# INSTRUCTIONS FOR THE TASK
Reproduce verbatim the lines of the entries below from the line containing "The client would like the book" through the line containing "[524,257,570,296]", including both of those lines.

# RECORDS SUPPLIED
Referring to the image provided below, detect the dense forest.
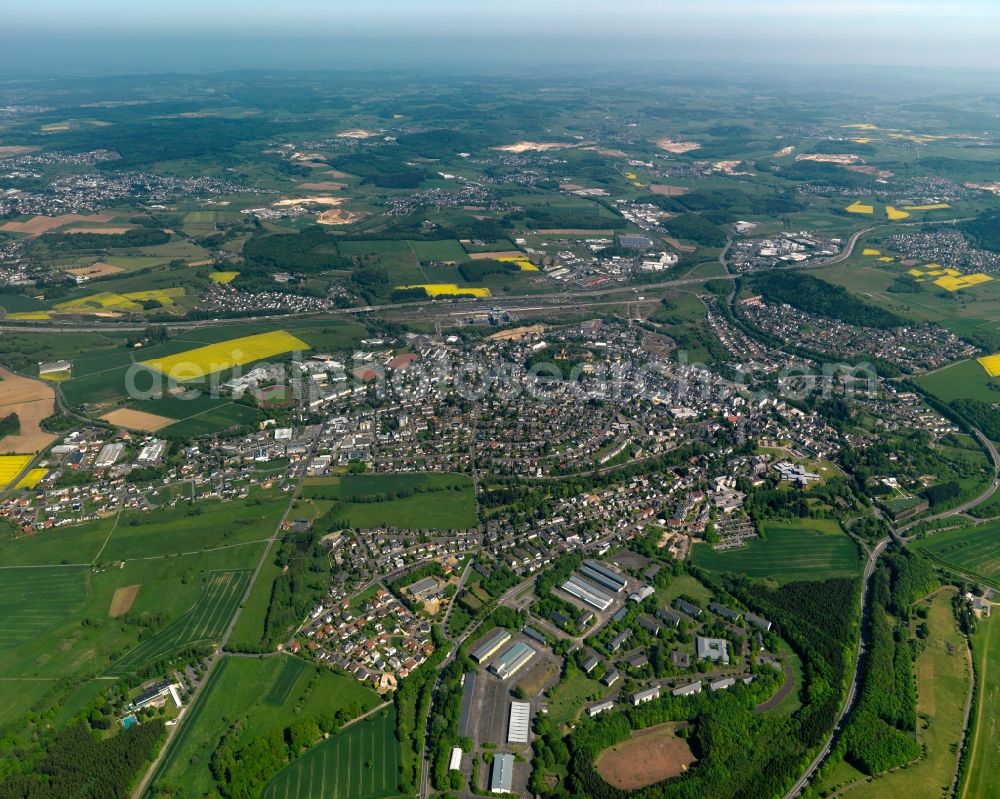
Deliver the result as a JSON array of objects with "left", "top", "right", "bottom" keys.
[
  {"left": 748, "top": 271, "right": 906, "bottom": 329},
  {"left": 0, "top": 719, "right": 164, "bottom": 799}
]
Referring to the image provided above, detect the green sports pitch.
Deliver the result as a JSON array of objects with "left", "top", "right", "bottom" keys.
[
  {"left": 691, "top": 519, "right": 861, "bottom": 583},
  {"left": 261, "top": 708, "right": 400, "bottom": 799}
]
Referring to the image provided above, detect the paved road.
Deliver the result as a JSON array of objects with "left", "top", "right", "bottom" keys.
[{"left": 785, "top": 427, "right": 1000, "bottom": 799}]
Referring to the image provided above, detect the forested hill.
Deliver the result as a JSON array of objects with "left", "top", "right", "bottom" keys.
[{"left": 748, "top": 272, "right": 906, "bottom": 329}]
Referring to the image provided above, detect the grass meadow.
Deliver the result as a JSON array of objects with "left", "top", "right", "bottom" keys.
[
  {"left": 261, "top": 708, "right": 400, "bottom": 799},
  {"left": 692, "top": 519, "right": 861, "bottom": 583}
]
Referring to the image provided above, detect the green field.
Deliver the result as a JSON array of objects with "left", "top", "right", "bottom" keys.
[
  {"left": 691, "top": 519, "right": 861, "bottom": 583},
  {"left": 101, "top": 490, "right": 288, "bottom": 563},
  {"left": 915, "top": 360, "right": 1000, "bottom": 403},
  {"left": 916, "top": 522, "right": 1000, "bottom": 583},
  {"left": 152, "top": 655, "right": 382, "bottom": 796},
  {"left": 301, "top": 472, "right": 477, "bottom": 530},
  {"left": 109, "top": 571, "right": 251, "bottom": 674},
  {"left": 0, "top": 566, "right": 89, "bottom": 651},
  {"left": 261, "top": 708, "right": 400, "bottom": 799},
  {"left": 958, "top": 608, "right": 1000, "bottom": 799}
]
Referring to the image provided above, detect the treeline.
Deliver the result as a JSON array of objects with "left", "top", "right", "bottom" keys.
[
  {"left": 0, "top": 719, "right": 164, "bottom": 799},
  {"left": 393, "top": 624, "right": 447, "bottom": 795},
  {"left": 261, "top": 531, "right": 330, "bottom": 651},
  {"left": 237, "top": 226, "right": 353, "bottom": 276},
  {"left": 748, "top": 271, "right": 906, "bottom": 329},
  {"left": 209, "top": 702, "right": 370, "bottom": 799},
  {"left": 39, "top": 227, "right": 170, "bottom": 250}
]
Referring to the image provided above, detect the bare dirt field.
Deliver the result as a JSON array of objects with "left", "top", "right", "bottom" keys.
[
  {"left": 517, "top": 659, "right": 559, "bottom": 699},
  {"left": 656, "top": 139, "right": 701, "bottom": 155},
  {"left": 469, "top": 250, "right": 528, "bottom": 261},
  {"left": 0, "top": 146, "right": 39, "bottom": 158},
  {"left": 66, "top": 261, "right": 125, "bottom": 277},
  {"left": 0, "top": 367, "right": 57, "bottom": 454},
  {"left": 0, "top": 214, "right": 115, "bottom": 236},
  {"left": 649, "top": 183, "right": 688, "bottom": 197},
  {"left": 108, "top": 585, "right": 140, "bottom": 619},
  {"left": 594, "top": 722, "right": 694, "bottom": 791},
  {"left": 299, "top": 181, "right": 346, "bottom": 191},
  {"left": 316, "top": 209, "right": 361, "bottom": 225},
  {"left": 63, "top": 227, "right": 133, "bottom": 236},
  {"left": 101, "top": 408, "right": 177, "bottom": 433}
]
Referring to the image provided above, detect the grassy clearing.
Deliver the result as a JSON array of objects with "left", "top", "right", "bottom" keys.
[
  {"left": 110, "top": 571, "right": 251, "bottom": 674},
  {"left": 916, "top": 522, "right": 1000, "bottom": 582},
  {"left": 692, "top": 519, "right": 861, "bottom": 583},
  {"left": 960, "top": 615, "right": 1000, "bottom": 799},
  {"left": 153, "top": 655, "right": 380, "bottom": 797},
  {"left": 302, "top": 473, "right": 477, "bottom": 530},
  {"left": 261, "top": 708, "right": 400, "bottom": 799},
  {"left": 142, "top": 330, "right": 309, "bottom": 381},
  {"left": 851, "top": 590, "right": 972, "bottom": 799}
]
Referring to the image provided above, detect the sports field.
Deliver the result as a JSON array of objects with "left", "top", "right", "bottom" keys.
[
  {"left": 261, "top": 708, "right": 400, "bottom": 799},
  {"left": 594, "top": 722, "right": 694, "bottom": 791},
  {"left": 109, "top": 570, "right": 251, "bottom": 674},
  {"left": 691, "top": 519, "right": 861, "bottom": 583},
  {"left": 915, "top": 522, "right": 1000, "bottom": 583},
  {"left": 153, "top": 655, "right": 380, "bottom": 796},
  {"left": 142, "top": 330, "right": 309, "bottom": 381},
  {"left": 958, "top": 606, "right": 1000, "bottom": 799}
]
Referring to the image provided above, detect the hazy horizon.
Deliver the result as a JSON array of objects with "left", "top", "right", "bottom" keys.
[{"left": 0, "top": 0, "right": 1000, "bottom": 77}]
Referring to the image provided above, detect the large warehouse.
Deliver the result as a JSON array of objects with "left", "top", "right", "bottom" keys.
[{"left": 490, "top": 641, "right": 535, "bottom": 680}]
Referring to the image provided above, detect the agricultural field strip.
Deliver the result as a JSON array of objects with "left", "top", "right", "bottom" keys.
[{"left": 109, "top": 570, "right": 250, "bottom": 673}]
* * *
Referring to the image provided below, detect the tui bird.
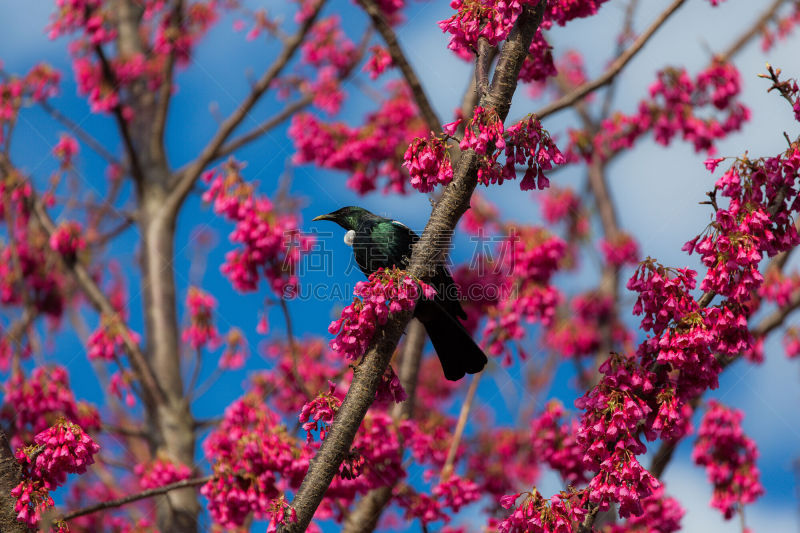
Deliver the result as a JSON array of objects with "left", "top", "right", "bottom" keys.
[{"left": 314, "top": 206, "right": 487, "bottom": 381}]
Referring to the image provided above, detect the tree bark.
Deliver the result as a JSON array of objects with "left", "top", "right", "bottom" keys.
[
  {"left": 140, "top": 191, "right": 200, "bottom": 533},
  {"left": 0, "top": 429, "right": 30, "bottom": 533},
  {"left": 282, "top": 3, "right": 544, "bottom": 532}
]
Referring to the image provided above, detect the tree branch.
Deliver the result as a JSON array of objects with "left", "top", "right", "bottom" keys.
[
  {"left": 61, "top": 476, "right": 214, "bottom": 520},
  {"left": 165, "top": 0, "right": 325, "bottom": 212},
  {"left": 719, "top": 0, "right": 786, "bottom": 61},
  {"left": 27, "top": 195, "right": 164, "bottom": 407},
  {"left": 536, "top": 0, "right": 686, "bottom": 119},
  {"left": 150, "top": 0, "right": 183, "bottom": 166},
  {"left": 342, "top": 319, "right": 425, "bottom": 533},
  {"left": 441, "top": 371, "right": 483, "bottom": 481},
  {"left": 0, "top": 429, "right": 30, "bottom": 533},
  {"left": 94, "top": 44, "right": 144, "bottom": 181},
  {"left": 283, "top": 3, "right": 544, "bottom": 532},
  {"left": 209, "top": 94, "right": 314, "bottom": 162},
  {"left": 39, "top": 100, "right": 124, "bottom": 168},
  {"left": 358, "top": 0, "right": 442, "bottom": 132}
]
==
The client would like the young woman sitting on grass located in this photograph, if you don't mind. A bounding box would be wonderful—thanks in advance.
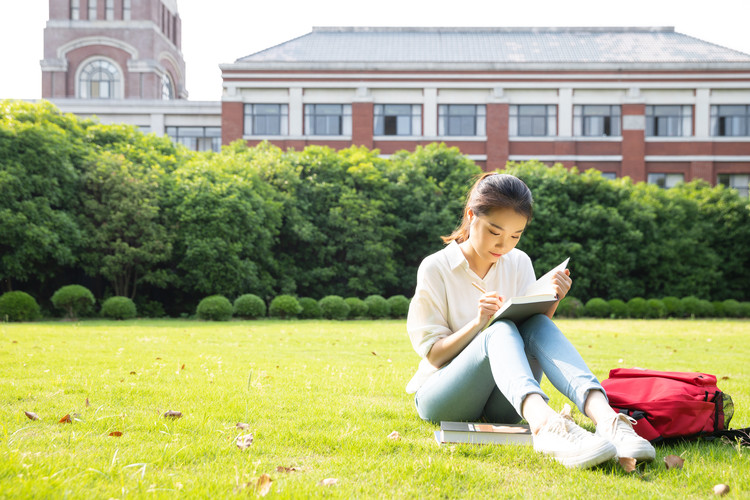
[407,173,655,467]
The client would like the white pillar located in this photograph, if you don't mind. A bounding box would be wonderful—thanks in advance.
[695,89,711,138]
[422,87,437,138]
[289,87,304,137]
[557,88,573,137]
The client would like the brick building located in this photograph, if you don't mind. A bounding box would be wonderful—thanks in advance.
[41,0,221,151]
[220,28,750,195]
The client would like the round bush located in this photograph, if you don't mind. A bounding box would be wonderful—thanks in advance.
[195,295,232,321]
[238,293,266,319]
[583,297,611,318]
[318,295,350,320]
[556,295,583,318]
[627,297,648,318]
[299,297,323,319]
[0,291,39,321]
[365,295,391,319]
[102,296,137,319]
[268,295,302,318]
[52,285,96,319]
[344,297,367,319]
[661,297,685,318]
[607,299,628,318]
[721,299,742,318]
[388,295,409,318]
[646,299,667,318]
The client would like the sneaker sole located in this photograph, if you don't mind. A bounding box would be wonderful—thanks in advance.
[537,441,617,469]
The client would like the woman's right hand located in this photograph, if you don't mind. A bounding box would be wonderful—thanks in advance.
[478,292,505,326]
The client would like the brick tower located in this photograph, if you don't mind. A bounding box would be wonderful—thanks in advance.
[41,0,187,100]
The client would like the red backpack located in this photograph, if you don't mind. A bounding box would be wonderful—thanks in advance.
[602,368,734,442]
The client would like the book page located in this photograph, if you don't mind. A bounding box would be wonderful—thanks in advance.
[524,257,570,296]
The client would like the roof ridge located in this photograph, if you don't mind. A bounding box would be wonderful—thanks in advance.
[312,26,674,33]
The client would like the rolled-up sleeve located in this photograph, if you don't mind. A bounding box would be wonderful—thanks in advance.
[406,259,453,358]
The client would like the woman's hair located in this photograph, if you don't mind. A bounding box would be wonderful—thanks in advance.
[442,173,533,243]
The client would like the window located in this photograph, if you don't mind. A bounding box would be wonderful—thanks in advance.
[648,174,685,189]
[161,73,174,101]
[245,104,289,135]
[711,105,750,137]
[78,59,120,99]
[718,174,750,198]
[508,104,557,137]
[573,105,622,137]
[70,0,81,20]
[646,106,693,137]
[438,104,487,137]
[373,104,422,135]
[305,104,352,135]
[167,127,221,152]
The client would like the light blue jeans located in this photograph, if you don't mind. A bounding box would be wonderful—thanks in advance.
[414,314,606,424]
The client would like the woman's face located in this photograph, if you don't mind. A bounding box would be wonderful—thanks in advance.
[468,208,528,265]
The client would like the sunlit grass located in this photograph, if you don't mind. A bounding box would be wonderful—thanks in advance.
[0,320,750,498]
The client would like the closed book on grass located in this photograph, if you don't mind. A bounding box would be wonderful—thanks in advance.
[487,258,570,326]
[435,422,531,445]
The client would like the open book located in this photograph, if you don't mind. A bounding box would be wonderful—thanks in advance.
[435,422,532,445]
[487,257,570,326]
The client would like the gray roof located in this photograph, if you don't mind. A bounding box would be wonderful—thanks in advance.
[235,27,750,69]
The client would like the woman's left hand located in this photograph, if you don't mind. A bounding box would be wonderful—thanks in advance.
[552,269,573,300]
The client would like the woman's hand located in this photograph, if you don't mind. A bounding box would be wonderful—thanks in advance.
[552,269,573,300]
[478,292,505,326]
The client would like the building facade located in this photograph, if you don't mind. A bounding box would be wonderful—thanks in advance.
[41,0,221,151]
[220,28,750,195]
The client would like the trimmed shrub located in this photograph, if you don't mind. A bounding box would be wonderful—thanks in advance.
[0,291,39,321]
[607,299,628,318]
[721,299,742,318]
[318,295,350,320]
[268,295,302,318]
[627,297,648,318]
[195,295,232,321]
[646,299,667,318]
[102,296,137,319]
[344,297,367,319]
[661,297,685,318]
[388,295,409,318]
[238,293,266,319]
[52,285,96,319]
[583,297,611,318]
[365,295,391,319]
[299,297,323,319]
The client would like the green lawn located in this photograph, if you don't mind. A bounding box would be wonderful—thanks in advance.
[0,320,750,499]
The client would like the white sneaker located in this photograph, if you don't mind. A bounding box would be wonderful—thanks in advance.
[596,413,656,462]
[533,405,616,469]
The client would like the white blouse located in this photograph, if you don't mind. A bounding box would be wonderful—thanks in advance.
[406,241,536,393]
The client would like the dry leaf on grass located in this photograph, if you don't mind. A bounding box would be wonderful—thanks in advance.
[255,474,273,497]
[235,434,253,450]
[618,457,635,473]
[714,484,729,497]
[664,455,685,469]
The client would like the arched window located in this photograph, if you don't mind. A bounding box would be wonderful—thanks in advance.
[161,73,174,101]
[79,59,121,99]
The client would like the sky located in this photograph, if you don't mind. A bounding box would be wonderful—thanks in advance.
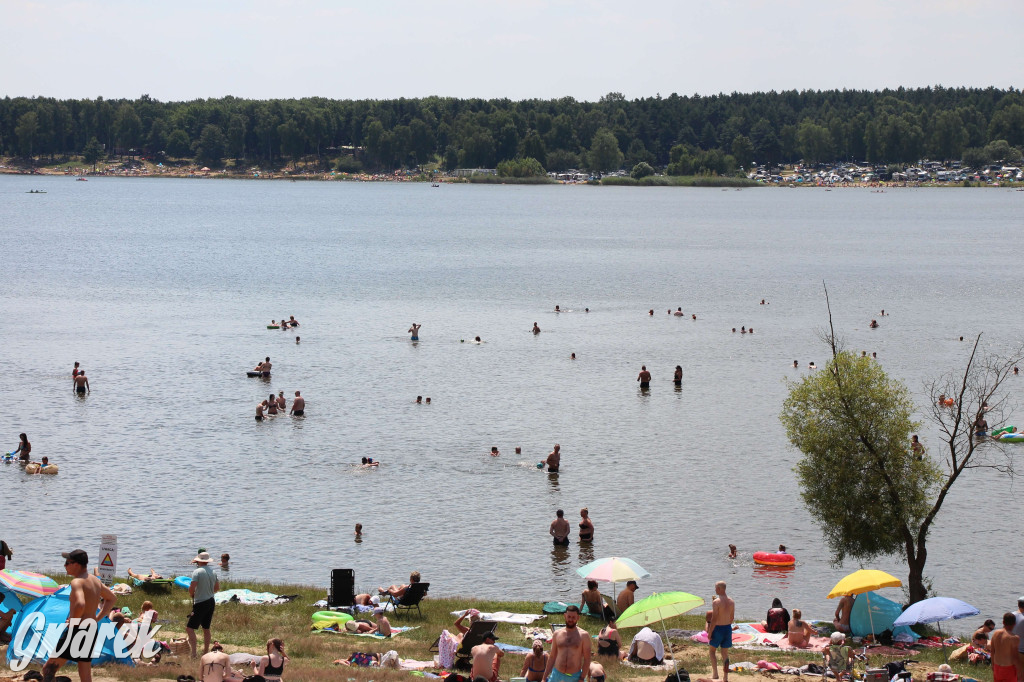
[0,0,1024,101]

# TASK RESULT
The client would like the book page located in this photograph, if you don't mind. A bounding box would be wonderful—thanks in advance.
[524,257,570,296]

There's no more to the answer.